▶ DIRECTIVES
A - Using the account of Edmund James Rogers, answer each of the following on its own line:
(i) Where and in what month and year was Rogers born?
(ii) On what date was the British Councillor lost, and where?
(iii) In which lock did the man Rogers tried to rescue on 29 October 1940 drown?
B - Carry on the account of Edmund James Rogers's wartime service, picking up right after its final words.

▶ READING TEXT
※ ※ ※

King’s Commendation for Brave Conduct London Gazette 12 October 1943.

Edmund James Rogers was born in Swansea in June 1920 and first went to sea as a Galley Boy aged 15 years. A qualified Ship’s Cook by the outbreak of hostilities in September 1939, he joined the tanker
British Councillor, and was similarly employed when she was mined and lost off the Humber 2 February 1940. An accompanying copy of the Chief Officer’s report states that two men remained aboard the stricken vessel, namely the Cook (Rogers) and a Steward, while Seedie’s Awards to the Merchant Navy 1939-45 lists a brace of King’s Commendations for Brave Conduct awarded on the same occasion, namely those awarded to the Chief Steward and a Second Steward. So Rogers’ commendation must have been the result of a later recommendation.

Meanwhile, however, he added the Royal Humane Society’s Honorary Testimonial to his accolades, the relevant certificate stating:

‘Edmund J. Rogers is justly entitled to the Honorary Testimonial of this Society inscribed on vellum, which is hereby awarded him for having on the 29 October 1940, at great personal risk, gone to the rescue of a man who was unfortunately drowned in the Royal Edward Lock at Avonmouth, and whose life he gallantly assisted in attempting to save.’

Rogers’ wartime appointments comprised the
British Diligence (March 1940), British Resource (June to November 1940), British Fortitude (December 1940 to May 1941), Eclipse (July to September 1941), George W. McKnight (October 1941 to March 1942), George H. Jones (March to 11 June 1942), Ocean Faith (August to December 1942), Lana H. Rone (December 1942 to March 1943), Temple Arch (July 1943 to January 1944), British Diligence (February to July 1944), British Zeal (July 1944 to January 1945), and the tanker Beaconstreet (March to June 1945).

And of the above listed ships at least one was lost to enemy action, namely the tanker S.S.

※ ※ ※

▶ GIVEN RECORDS
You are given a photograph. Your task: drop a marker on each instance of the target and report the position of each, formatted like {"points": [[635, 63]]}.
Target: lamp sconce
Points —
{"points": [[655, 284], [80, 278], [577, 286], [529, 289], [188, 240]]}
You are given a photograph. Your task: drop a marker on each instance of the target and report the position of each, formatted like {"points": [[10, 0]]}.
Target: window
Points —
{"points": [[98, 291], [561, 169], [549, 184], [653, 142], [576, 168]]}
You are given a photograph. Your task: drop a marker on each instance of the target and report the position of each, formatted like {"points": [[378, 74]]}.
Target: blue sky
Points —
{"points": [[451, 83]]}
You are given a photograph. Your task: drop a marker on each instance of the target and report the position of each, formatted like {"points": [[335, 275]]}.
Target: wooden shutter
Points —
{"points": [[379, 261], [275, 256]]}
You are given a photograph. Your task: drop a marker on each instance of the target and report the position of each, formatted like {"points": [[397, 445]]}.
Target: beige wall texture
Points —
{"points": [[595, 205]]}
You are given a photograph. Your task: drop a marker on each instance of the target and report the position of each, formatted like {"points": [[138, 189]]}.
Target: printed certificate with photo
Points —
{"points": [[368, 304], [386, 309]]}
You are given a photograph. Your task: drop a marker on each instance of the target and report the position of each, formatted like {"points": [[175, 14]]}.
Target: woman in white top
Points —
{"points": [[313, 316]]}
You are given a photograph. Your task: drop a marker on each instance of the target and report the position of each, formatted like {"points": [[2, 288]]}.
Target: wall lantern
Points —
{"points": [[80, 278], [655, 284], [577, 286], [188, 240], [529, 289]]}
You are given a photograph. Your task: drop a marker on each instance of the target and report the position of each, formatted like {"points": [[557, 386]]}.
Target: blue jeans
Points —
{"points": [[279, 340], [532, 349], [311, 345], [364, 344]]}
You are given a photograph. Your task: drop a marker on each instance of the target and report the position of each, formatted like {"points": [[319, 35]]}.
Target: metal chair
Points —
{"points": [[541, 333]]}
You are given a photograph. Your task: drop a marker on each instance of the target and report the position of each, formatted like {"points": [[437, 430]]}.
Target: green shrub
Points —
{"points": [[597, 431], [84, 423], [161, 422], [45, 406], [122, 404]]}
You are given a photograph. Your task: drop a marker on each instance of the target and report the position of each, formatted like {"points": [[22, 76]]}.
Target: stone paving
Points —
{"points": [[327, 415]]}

※ ※ ※

▶ WRITTEN ANSWERS
A -
(i) Swansea, June 1920
(ii) 2 February 1940, off the Humber
(iii) The Royal Edward Lock at Avonmouth

B -
George H. Jones, when she was torpedoed by the U-455 in the North Atlantic on 11 June 1942 - Rogers was among the survivors and three of the ship’s officers were decorated or commended on the same occasion. Added to which his time aboard the Ocean Faith encompassed Arctic convoy P.Q. 18 in September 1942, when his ship was heavily engaged, fellow crew winning a D.S.M. and two “mentions”, one of the latter posthumously.

Sold with a quantity of original documentation, including King’s Commendation for Brave Conduct certificate in the name of ‘Edmund James Rogers, Cook, S.S.
British Councillor’, dated 12 October 1943; Royal Humane Society’s Honorary Testimonial certificate, dated 19 November 1940, with above cited citation; Minister of Transport forwarding slip for 1939-45 campaign medals and Central Chancery instructions regarding the King’s Commendation badges; the recipient’s Board of Trade Continuous Certificate of Discharge, covering his career from 1935 to 1953, and his Certificate of Competency as Ship’s Cook; a hand written copy of an Admiralty press release reporting on the passage of ‘a very important convoy’ which had arrived in North Russia, 3 pp., British Wireless Marine Service notepaper, as taken down in the S.S. Ocean Faith, 25 September 1942; several letter to, or from the recipient, 1940-45; assorted wartime newspaper cuttings, one stating that the recipient had been involved in a U-Boat attack following the British Councillor incident - presumably the U-455’s attack on the George H. Jones; and a fine run of career photographs (approximately 100 images).